• **PROVIDED RECORDS**
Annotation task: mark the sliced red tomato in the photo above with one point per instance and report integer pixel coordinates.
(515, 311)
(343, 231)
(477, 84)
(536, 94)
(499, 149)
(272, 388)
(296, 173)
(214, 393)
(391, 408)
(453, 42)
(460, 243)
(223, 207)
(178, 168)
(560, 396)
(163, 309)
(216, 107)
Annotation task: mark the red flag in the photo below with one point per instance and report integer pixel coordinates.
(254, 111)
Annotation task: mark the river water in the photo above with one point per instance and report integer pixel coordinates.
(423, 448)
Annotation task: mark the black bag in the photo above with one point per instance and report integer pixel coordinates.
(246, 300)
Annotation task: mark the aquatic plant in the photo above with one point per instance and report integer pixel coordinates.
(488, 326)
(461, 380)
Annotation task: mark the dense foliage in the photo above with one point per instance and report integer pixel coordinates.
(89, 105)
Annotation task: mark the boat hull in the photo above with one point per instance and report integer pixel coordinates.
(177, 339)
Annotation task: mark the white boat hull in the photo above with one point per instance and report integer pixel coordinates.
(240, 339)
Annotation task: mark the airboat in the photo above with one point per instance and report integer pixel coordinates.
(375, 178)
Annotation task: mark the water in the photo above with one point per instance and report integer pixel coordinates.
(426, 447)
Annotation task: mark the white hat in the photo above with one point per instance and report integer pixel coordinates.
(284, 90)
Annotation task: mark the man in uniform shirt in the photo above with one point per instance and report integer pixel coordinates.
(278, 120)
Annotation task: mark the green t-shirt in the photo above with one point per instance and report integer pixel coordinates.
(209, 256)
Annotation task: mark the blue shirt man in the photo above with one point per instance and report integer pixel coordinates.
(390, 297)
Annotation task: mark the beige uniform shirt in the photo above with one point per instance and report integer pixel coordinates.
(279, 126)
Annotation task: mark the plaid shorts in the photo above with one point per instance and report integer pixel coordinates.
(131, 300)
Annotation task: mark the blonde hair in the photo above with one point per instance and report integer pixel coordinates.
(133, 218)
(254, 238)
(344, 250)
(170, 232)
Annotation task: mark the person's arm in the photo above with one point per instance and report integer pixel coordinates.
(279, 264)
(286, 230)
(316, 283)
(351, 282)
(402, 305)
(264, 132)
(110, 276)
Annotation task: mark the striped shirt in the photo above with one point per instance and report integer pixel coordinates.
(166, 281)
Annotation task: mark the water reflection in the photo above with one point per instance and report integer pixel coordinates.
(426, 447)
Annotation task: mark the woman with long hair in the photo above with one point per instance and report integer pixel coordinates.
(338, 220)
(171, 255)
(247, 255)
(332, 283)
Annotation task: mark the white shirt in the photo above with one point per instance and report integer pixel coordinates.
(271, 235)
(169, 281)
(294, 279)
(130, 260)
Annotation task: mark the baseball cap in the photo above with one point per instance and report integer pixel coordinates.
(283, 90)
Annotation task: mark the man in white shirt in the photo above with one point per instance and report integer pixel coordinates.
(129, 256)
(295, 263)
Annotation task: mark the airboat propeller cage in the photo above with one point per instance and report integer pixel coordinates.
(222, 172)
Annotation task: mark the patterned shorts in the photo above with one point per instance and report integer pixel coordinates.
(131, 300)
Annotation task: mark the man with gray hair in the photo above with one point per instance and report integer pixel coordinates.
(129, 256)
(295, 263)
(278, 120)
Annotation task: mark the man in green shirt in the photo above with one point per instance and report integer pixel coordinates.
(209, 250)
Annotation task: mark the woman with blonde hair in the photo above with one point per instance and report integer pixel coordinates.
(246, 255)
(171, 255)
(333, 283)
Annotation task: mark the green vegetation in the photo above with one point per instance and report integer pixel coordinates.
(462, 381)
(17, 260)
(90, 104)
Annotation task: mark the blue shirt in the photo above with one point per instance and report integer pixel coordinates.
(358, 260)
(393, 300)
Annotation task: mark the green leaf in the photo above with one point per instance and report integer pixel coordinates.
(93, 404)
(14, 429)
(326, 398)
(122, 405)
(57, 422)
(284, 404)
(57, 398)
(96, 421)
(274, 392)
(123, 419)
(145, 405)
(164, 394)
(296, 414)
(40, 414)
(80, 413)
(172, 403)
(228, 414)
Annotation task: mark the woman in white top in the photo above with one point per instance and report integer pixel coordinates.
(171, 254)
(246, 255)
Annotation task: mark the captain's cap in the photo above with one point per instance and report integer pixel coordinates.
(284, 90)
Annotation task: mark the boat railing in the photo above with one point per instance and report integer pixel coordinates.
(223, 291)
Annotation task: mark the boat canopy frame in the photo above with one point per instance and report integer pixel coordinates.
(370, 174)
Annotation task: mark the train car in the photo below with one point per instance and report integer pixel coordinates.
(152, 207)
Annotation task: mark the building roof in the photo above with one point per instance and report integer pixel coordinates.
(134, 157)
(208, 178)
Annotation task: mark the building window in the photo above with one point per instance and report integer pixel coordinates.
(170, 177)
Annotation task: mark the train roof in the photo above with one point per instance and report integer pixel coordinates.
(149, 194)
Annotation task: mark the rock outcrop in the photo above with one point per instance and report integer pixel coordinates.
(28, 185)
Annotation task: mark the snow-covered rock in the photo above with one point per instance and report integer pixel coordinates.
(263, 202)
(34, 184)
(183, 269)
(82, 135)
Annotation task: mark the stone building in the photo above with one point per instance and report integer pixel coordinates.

• **THE PROBLEM**
Transcribe exactly the line containing "Annotation task: mark the captain's" and all remaining lines of the material, ending with the last one.

• **COMPLETE OUTPUT**
Annotation task: mark the captain's cap in the photo above with one point per instance and report integer pixel coordinates.
(284, 90)
Annotation task: mark the boat railing in the photo above with one point per instance and report integer pixel coordinates.
(223, 291)
Annotation task: mark the boat canopy frame in the photo above with one point per instance and report integer pixel coordinates.
(370, 174)
Annotation task: mark the train car in the photo below with one point per instance and report integer pixel coordinates.
(152, 207)
Annotation task: mark the building roof in the photo above with one point per instance and report integer pixel coordinates.
(134, 157)
(208, 178)
Annotation task: mark the building window in the photo above with one point per instance and report integer pixel coordinates.
(170, 177)
Annotation task: mark the train roof in the photo above with one point per instance and report integer pixel coordinates.
(149, 194)
Annotation task: mark the rock outcrop in the photo above with one point per instance and report integer pixel coordinates.
(28, 185)
Annotation task: mark the snow-covered rock in the photo above with one point per instance and report integer pixel coordinates.
(263, 202)
(34, 184)
(183, 269)
(82, 135)
Annotation task: mark the stone building in the photo above with one point per instance and report integer pixel coordinates.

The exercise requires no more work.